- _Exercise objective_
The answer must be an exact copy of the records, with every picture removed.

━━━━

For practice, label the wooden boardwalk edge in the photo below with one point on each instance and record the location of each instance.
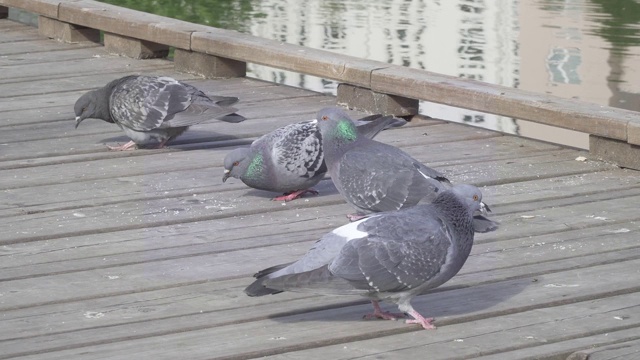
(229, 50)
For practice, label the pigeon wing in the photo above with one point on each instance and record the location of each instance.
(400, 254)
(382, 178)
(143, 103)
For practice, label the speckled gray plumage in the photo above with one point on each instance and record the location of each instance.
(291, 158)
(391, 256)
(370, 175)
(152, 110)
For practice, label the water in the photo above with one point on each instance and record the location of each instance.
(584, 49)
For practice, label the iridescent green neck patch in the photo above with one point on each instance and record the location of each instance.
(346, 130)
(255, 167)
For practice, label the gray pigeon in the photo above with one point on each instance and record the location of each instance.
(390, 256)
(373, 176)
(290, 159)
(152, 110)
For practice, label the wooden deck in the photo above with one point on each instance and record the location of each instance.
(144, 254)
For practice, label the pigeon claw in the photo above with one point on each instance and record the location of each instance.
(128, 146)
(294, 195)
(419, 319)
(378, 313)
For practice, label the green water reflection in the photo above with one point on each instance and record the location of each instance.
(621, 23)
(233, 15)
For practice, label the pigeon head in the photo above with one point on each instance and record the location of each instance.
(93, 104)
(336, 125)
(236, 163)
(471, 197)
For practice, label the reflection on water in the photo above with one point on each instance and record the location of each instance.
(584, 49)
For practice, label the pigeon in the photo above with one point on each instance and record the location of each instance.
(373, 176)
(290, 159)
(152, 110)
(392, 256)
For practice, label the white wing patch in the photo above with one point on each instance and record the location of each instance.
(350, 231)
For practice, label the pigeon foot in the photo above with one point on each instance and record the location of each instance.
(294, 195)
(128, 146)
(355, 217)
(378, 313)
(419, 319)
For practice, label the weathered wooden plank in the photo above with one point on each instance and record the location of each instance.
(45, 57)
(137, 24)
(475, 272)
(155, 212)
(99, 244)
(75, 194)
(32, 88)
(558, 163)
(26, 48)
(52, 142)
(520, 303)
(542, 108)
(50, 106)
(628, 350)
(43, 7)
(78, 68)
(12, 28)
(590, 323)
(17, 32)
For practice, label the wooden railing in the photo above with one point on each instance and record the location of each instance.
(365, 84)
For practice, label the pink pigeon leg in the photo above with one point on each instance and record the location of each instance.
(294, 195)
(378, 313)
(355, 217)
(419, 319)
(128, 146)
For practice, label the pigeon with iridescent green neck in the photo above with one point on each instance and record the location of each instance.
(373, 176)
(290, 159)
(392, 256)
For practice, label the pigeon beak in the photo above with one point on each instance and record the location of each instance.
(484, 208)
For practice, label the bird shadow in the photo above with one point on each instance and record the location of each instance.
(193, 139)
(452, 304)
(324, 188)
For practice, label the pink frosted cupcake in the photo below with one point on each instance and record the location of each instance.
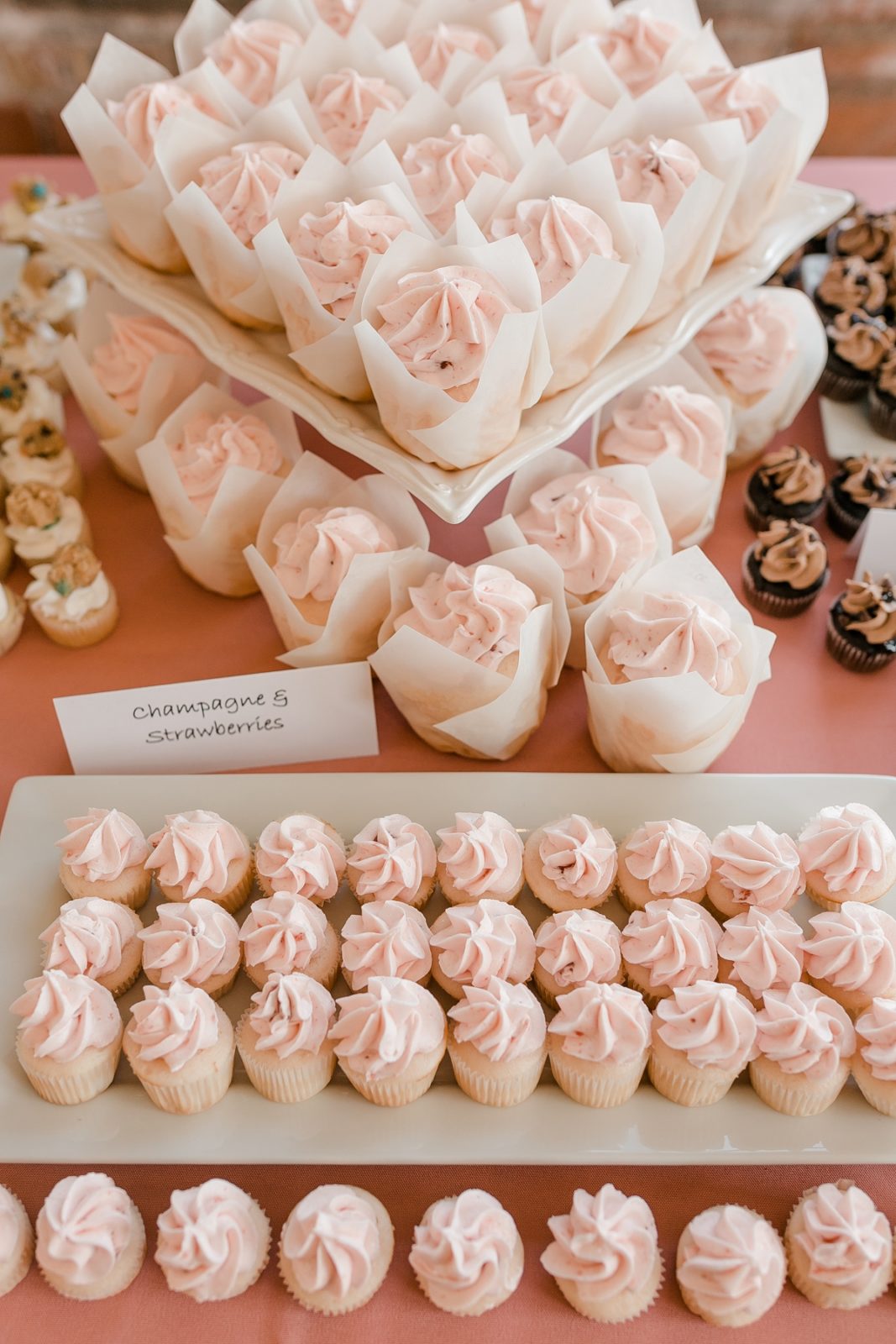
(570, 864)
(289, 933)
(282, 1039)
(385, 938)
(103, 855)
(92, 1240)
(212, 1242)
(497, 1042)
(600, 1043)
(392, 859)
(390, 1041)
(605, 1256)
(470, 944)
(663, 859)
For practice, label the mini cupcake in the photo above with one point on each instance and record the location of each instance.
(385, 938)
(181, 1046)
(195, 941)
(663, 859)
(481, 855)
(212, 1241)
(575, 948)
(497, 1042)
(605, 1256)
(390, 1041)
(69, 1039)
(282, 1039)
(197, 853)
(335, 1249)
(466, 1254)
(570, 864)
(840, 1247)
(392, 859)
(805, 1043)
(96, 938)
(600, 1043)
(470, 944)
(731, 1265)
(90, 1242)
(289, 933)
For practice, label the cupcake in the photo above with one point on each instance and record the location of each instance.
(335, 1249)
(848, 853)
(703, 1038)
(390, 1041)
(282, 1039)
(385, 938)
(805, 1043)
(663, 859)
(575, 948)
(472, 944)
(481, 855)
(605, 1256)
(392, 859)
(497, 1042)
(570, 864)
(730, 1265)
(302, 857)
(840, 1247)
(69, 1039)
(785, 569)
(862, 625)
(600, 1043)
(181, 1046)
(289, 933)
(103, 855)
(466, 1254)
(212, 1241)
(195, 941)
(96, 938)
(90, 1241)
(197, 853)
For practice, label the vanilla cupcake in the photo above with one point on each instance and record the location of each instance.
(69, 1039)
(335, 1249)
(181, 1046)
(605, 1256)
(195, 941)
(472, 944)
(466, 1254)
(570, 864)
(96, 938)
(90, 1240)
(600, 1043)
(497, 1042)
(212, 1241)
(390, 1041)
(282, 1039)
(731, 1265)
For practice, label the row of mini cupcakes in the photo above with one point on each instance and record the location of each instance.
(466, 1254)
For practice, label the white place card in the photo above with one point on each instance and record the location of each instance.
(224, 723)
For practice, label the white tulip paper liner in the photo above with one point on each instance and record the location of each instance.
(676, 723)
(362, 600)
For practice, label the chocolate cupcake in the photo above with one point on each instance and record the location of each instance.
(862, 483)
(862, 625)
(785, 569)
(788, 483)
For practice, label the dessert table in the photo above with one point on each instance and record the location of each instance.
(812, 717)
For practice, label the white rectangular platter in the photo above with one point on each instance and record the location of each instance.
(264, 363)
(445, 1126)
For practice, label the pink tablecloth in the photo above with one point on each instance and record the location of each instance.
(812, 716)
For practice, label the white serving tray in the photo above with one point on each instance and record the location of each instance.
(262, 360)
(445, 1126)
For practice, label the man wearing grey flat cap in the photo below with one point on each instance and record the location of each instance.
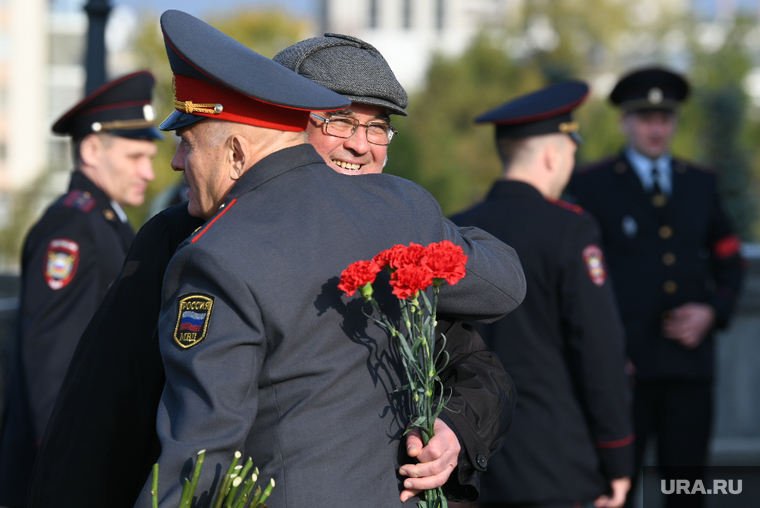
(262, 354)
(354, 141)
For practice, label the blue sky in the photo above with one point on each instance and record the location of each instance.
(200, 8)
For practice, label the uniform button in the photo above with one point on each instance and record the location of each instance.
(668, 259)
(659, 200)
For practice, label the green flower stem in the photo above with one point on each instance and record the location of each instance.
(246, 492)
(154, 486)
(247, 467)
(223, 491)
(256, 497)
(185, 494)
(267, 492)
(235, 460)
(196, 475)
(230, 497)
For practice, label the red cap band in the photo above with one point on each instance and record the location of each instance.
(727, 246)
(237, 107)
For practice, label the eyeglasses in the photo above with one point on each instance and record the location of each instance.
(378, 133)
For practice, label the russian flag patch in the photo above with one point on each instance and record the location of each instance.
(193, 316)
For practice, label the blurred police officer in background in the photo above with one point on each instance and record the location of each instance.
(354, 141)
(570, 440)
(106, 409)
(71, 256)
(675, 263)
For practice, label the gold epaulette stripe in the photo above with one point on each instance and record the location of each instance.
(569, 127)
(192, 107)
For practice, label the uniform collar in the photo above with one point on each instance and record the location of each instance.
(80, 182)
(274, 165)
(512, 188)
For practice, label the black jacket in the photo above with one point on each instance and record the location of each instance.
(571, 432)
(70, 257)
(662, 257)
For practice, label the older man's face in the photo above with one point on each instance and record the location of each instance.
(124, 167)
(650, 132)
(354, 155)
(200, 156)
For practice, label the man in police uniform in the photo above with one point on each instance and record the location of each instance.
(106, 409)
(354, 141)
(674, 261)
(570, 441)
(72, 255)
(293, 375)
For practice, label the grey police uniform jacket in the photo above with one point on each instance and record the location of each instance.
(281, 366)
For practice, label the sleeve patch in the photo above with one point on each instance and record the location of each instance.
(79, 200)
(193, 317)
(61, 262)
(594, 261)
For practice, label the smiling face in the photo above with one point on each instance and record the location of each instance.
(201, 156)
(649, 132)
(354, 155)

━━━━

- _Solution for this task_
For practice, label the wooden boardwalk edge in the photo below with one point on each instance and record the location of each instance.
(229, 50)
For practice, label the pigeon wing in the photo above with one point on each instance and record the location of each instance.
(400, 254)
(382, 178)
(143, 103)
For practice, label the speckled gray plumage in the photo above with one point on each instance and record the location of each instance.
(291, 158)
(391, 256)
(370, 175)
(152, 110)
For practice, label the water in the photo above with one point on each instance and record the location of each instance.
(584, 49)
For practice, label the iridescent green neck patch in the photo above with one point on each instance and record the location of each instance.
(346, 130)
(255, 167)
For practice, label the gray pigeon in the photo above with one point on each instance and record the location of each instance.
(390, 256)
(373, 176)
(290, 159)
(152, 110)
For practice, label the wooden deck in the photo above with one point on each instance and record the location of each instance.
(144, 254)
For practice, label the pigeon claw in the photo above with one point on each instance and record the location of each instance.
(128, 146)
(294, 195)
(419, 319)
(378, 313)
For practice, label the green water reflection in the photo above with one point on each instance and record the location of each instance.
(621, 23)
(233, 15)
For practice, label the pigeon head in the photo above with one point on each instance and record the location of each instance.
(93, 104)
(336, 125)
(236, 163)
(471, 197)
For practice, label the reflection on water in the photo above with one point on each instance and record the location of each instance.
(584, 49)
For practice, label the pigeon in the photo above with one point on each instance and record the location of each instance.
(373, 176)
(290, 159)
(152, 110)
(392, 256)
For practice, label the white wing patch in the photo above with one point on each instance and record the location of each instance.
(350, 231)
For practice, label the pigeon foot in the photo above with one point on each instance and record the location of each instance.
(294, 195)
(128, 146)
(355, 217)
(378, 313)
(419, 319)
For practice, label the weathered wooden plank in the photo above with one point on each instance and record the location of each instance.
(45, 57)
(137, 24)
(475, 272)
(155, 212)
(99, 244)
(75, 194)
(32, 88)
(558, 163)
(26, 48)
(52, 142)
(520, 303)
(542, 108)
(50, 106)
(628, 350)
(43, 7)
(78, 68)
(12, 28)
(590, 323)
(17, 32)
For practice, label the wooden railing in the photo above with one point on each instance and record the location of each instance.
(365, 84)
For practice, label the pink pigeon leg in the photo above with one point on each instance and record the location of each instance.
(294, 195)
(378, 313)
(355, 217)
(419, 319)
(128, 146)
For practice, label the pigeon with iridescent green neck in the photo above with one point on each instance and record the location of each instance.
(373, 176)
(290, 159)
(392, 256)
For practice, label the pigeon beak in the photo above with one point on each instance and record the location of each instance.
(484, 208)
For practice, label the bird shadow in the photo above with one point on each instance and record the location of each instance.
(193, 139)
(452, 304)
(324, 188)
For practice, label the pink frosted cupcake in the photo below with one point on each instance and record the location of each instance.
(570, 864)
(289, 933)
(282, 1039)
(385, 938)
(103, 855)
(92, 1240)
(212, 1242)
(497, 1042)
(600, 1043)
(392, 859)
(390, 1041)
(605, 1256)
(470, 944)
(663, 859)
For practice, label the mini cupcake in the photo above with one point on each instance and record the location of each instance.
(385, 938)
(181, 1046)
(195, 941)
(663, 859)
(481, 855)
(212, 1241)
(575, 948)
(497, 1042)
(605, 1256)
(390, 1041)
(69, 1039)
(282, 1039)
(197, 853)
(335, 1249)
(466, 1254)
(570, 864)
(840, 1247)
(392, 859)
(805, 1043)
(96, 938)
(600, 1043)
(470, 944)
(731, 1265)
(90, 1242)
(289, 933)
For practice, label the cupcake in the photo above with one point on each instance and record the location of each instance.
(335, 1249)
(848, 853)
(703, 1038)
(390, 1041)
(282, 1039)
(385, 938)
(805, 1043)
(663, 859)
(575, 948)
(472, 944)
(481, 855)
(605, 1256)
(392, 859)
(497, 1042)
(570, 864)
(730, 1265)
(302, 857)
(840, 1247)
(69, 1039)
(785, 569)
(862, 625)
(600, 1043)
(181, 1046)
(289, 933)
(103, 855)
(466, 1254)
(212, 1241)
(195, 941)
(96, 938)
(90, 1241)
(197, 853)
For practice, label the vanilla cupcake in the photo above with one point on each instance and record the location of each instance.
(69, 1039)
(335, 1249)
(181, 1046)
(605, 1256)
(195, 941)
(472, 944)
(466, 1254)
(570, 864)
(96, 938)
(90, 1240)
(600, 1043)
(497, 1042)
(212, 1241)
(390, 1041)
(282, 1039)
(731, 1265)
For practice, label the row of mini cupcakes in the photo above with one point on each instance and record the location of each instance.
(466, 1254)
For practice, label the white place card in the photo above with one point on each instance and record the location of each instance.
(224, 723)
For practice, label the white tulip paper liner in the photo above with one point on each instance and record the location of each instance.
(676, 723)
(362, 600)
For practice, label the chocolate cupcake in the photo above with one point on each instance and record the location of each instance.
(862, 483)
(862, 625)
(785, 569)
(788, 483)
For practice, label the dessert table in the photo above with one point on each instance and record the location of each instance.
(812, 717)
For practice, label the white rectangular platter in the photo above with one point on each instance and record the location of each instance.
(264, 363)
(445, 1126)
For practice, label the pink tablecloth in the photo above with one point on each instance and record the location of each instance.
(812, 716)
For practice, label the white serving tray in the photo above with one point on each instance and record the location of each instance.
(262, 360)
(445, 1126)
For practice, label the man wearing grey flat cap in the photo below with one point on each instance and record the location of each instance.
(262, 354)
(354, 141)
For practice, label the blue sky in the photo above with one point on each instance and record the location of each instance.
(200, 8)
For practice, label the uniform button in the photo above with one point on each instance and record the location of each instance.
(668, 259)
(659, 200)
For practice, label the green flower stem in the photo above with one point on each instance and record the location of each instance.
(246, 492)
(154, 486)
(247, 467)
(223, 491)
(256, 497)
(185, 494)
(267, 492)
(235, 460)
(196, 475)
(230, 497)
For practice, label the red cap band in the photo above with one point on each instance and record the location of each instance.
(727, 246)
(237, 107)
For practice, label the eyeglasses in the photo above with one point on each instance and record the location of each instance.
(378, 133)
For practice, label the russian flag patch in the photo above with one point on each instance and record the location of each instance.
(193, 316)
For practice, label the blurred police officer in background in the photo above with one point on each instance and record the location of each instance.
(354, 141)
(570, 440)
(106, 409)
(71, 256)
(675, 263)
For practice, label the gold epaulette stripe in the photo above with one point on each instance and record the location of each instance.
(569, 127)
(192, 107)
For practice, label the uniform collar in the photo above with one point on each instance and record the location of each instance.
(80, 182)
(274, 165)
(512, 188)
For practice, label the black jacket in the photo above with one point on each instance and record the location of each instance.
(571, 432)
(70, 257)
(662, 257)
For practice, label the older man's face in the photo above with one point on each instance and record the location of each instance.
(124, 167)
(650, 132)
(354, 155)
(200, 156)
For practice, label the man in police uniform in the photo above with one point on each instance and record the location of each instance.
(106, 409)
(354, 141)
(674, 261)
(570, 441)
(72, 255)
(293, 375)
For practice, label the grey police uniform jacket in the photo above with one point on each instance and record the location of each instance.
(281, 366)
For practice, label the sleeve patch in the photo above with one point on each instance and record the location of each instance.
(79, 200)
(193, 317)
(61, 262)
(594, 261)
For practice, label the smiling face in the photo above with one point on each instance and record the location of each instance.
(201, 156)
(649, 132)
(354, 155)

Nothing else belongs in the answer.